[Your task] Set down, in full, every record in the block.
------ Data section ------
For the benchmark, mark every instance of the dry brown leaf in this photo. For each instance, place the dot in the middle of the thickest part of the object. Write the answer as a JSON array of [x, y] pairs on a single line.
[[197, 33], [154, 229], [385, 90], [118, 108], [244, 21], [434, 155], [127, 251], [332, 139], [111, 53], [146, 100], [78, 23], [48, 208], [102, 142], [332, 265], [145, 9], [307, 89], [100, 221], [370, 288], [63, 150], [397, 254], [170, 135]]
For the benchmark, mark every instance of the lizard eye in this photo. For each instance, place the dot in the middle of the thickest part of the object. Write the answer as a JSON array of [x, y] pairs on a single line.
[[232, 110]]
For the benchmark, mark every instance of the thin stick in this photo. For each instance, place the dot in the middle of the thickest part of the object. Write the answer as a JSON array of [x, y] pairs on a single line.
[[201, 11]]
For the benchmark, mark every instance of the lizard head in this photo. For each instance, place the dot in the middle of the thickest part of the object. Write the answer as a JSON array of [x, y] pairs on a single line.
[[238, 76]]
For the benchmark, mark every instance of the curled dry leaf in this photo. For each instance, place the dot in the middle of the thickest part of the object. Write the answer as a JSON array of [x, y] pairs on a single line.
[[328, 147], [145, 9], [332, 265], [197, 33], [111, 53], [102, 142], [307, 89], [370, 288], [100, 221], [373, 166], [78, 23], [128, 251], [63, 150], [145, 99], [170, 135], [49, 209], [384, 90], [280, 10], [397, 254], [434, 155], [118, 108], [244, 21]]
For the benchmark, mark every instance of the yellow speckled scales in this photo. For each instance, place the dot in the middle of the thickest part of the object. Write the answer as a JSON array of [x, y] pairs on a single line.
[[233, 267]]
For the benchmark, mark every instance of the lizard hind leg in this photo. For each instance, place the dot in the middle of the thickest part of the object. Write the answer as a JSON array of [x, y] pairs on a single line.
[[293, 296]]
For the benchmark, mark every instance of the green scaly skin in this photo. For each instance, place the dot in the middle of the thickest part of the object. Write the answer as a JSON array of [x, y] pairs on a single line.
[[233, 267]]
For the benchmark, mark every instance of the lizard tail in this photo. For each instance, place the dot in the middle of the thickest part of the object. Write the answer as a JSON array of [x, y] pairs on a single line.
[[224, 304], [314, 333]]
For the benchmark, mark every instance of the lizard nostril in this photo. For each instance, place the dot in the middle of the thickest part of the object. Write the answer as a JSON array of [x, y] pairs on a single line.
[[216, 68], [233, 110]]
------
[Answer below]
For the benchmark, mark every instance of the dry brown leaf in this photo. For each instance, place the dot in the middle of the thickest part of the object. Write the answer as a JSON array of [x, y] pairs on a single line.
[[197, 33], [154, 229], [385, 90], [118, 108], [244, 21], [434, 155], [127, 251], [332, 139], [111, 53], [146, 100], [78, 23], [48, 208], [102, 142], [332, 265], [145, 9], [307, 89], [100, 221], [370, 288], [63, 150], [397, 254], [170, 135]]
For the benchmark, mark every instance of the lizard eye in this photo. For each instance, place the dot in the middle of the thickest part of the object. Write the answer as a JSON array of [x, y] pairs on a single line.
[[232, 110]]
For the benchmark, mark every instance of the thin stick in this photo. For each instance, place the dot in the middle of the thickest part of the object. Write the answer as a JSON array of [x, y] pairs on a single line.
[[201, 11]]
For the benchmark, mark every instance of the lizard head in this photo. For each instance, place the dot in the middle of the thickest part of the object. Write the answer as a JSON array of [x, y] pairs on a single line.
[[238, 76]]
For the benchmark, mark every instance of the curled dry leaf in this photo. For each instance, place the dot in the middle of the thickest part of the object. Write the answer as a JSON array of [x, y] pairs on a single line.
[[328, 147], [145, 9], [332, 265], [197, 33], [111, 53], [102, 142], [307, 89], [370, 288], [100, 221], [373, 166], [78, 23], [128, 251], [63, 150], [145, 99], [170, 135], [49, 209], [384, 90], [280, 10], [397, 254], [434, 155], [118, 108], [244, 21]]
For the benchmark, mark every instance of the yellow speckled scales in this photo. For each instance, place the dot in the middle of the thickest part of the object. Write the answer as a JSON array of [x, y] pairs on a single line.
[[233, 267]]
For the benchmark, mark every instance of the lizard hind leg in this photo. For each instance, place the dot in the middle of the thickest part of the object. Write the answer as a JSON array of [x, y] pairs on a single line.
[[293, 296]]
For the benchmark, mark every instance of the green scaly skin in this photo. For each instance, place the dot in the middle of the thickest part of the object. Write the answer as a JSON array of [x, y] pairs on a single line.
[[233, 267]]
For the benchmark, mark every instance of the lizard tail in this photo. For each instance, place the dot in the middle of the thickest part of the object. Write the answer as a JSON array of [x, y] pairs on a single line.
[[224, 304], [314, 333]]
For the benchmark, mark every instance of the lizard nostril in this photo. For each instance, place the dot in the middle of the thickest part of the object. Write the answer as a JSON array of [x, y] pairs on a single line.
[[216, 68], [233, 110]]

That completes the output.